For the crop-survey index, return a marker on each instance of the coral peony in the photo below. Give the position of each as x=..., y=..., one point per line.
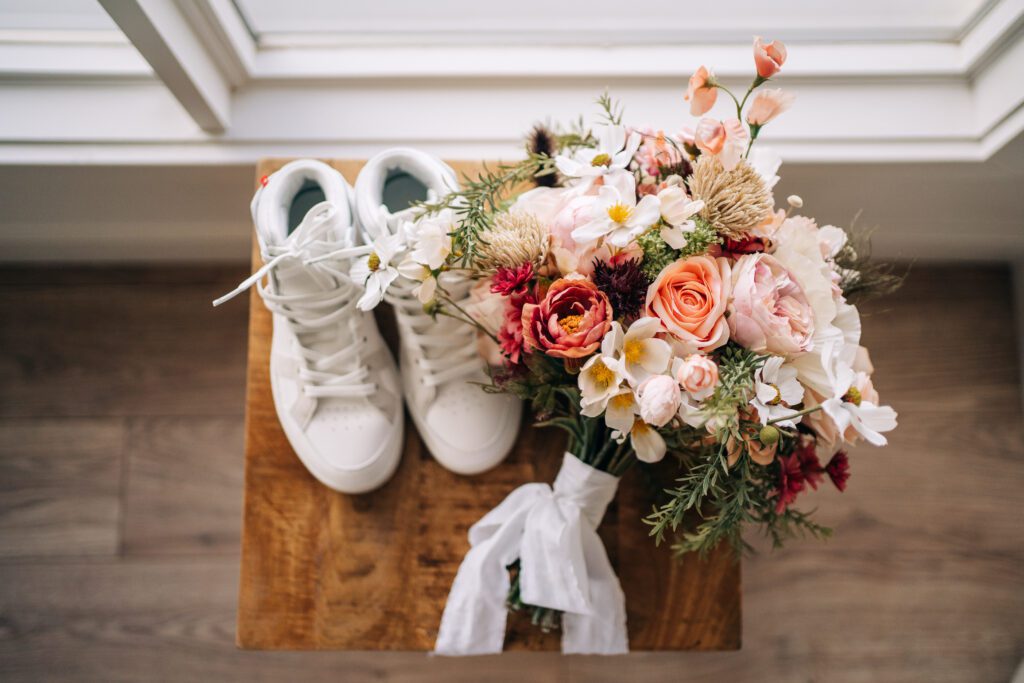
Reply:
x=701, y=92
x=768, y=312
x=569, y=322
x=768, y=57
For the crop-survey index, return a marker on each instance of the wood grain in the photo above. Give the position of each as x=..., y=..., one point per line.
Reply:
x=923, y=582
x=72, y=350
x=323, y=570
x=183, y=485
x=59, y=486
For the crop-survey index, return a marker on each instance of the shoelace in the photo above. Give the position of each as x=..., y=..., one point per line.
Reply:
x=448, y=346
x=338, y=373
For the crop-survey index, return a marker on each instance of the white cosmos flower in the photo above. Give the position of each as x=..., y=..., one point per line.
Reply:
x=427, y=288
x=646, y=442
x=848, y=409
x=677, y=212
x=376, y=271
x=613, y=153
x=616, y=217
x=430, y=237
x=622, y=410
x=599, y=381
x=776, y=390
x=640, y=351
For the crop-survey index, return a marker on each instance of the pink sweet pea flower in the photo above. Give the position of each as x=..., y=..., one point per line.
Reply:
x=700, y=93
x=768, y=57
x=767, y=104
x=725, y=139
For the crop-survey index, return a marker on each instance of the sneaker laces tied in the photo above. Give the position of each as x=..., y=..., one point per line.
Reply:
————
- **Direction**:
Copy the entries above word for word, leaving out the picture.

- **Correct response**:
For the crop-survey index, return a marker on each instance of the coral peony in the photo below. Give the position of each as x=..., y=..., one point per line.
Reply:
x=701, y=92
x=768, y=312
x=569, y=322
x=768, y=57
For the crop-survey index, return a marker on each instance of the wood grain in the photo above. Give the position of each as x=..., y=..., one point per line.
Reply:
x=923, y=582
x=72, y=350
x=323, y=570
x=183, y=485
x=59, y=486
For the crop-survey index, return a marker on each instance of the shoelace in the photo above. Give the position of each as x=..., y=..., one point per line.
Reply:
x=448, y=346
x=338, y=373
For the crop-survey index, return a marker on each instance of the white cosmos flower in the photo above. Give the position of each as x=..., y=..., one point per line.
Reply:
x=427, y=288
x=646, y=442
x=848, y=409
x=677, y=212
x=376, y=271
x=613, y=153
x=616, y=217
x=430, y=237
x=622, y=410
x=599, y=381
x=776, y=390
x=640, y=351
For the crop-survey index, return a marker on each instance of the pink sweet pea flower in the photo above. Give the position of each as x=..., y=..., one point per line.
Reply:
x=700, y=93
x=768, y=57
x=767, y=104
x=725, y=139
For the crop-survey index, return a marker on each instance of the sneaker laces tied in the photo above. Give the position of each as x=..., y=..., one point per line.
Reply:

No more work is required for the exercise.